>> Start THE INPUT

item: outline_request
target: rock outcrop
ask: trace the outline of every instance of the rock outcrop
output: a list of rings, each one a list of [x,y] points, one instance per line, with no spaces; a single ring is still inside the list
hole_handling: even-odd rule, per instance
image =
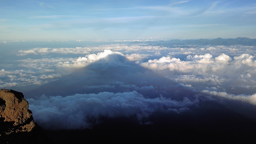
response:
[[[0,90],[0,143],[50,143],[21,92]]]

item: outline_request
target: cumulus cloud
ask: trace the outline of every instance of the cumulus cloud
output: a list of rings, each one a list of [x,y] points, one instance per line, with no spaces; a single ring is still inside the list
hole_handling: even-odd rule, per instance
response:
[[[129,117],[139,121],[147,119],[156,111],[179,113],[189,109],[197,99],[182,101],[164,97],[146,99],[136,91],[114,93],[76,94],[73,96],[46,97],[27,100],[35,120],[47,129],[77,129],[90,127],[101,116]],[[94,122],[92,122],[92,119]]]
[[[90,127],[102,116],[151,123],[147,120],[157,112],[188,112],[207,100],[255,105],[255,47],[181,47],[18,51],[17,60],[0,65],[0,87],[20,90],[35,120],[55,129]]]
[[[244,94],[236,95],[228,94],[224,92],[217,92],[215,91],[210,91],[207,90],[203,90],[202,92],[203,92],[220,97],[226,98],[230,100],[245,101],[253,105],[256,105],[256,94],[249,95]]]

>> End THE INPUT

### EXERCISE OBJECTIVE
Rewrite the lines above, replacing every occurrence of "trace" with "draw" and leaving all other text unchanged. Omit the pictures from your answer.

### WRITTEN ANSWER
item: outline_request
target: rock outcrop
ask: draw the outline of every instance of the rock outcrop
output: a list of rings, each one a list of [x,y] points, one instance per line, with no spaces; a single ring is still inside the list
hole_handling: even-odd rule, per instance
image =
response:
[[[0,90],[0,143],[50,143],[21,92]]]

item: outline_request
target: cumulus cloud
ask: draw the outline of every instance of the cumulus cloud
output: a list of rings, each one a list of [x,y] points, one instance per line, with no spaces; a single ring is still inside the list
hole_handling: even-odd rule, per instance
response:
[[[129,117],[139,121],[147,119],[156,111],[179,113],[189,109],[197,99],[182,101],[164,97],[146,99],[136,91],[114,93],[76,94],[73,96],[46,97],[27,100],[35,120],[47,129],[77,129],[90,127],[101,116]],[[94,122],[92,122],[92,119]]]
[[[90,127],[102,116],[151,123],[147,120],[157,112],[188,112],[207,100],[255,105],[255,47],[181,47],[18,51],[17,60],[0,65],[0,87],[20,90],[35,120],[55,129]]]
[[[244,94],[236,95],[228,94],[224,92],[217,92],[215,91],[210,91],[207,90],[203,90],[202,92],[203,92],[220,97],[226,98],[230,100],[245,101],[253,105],[256,105],[256,94],[249,95]]]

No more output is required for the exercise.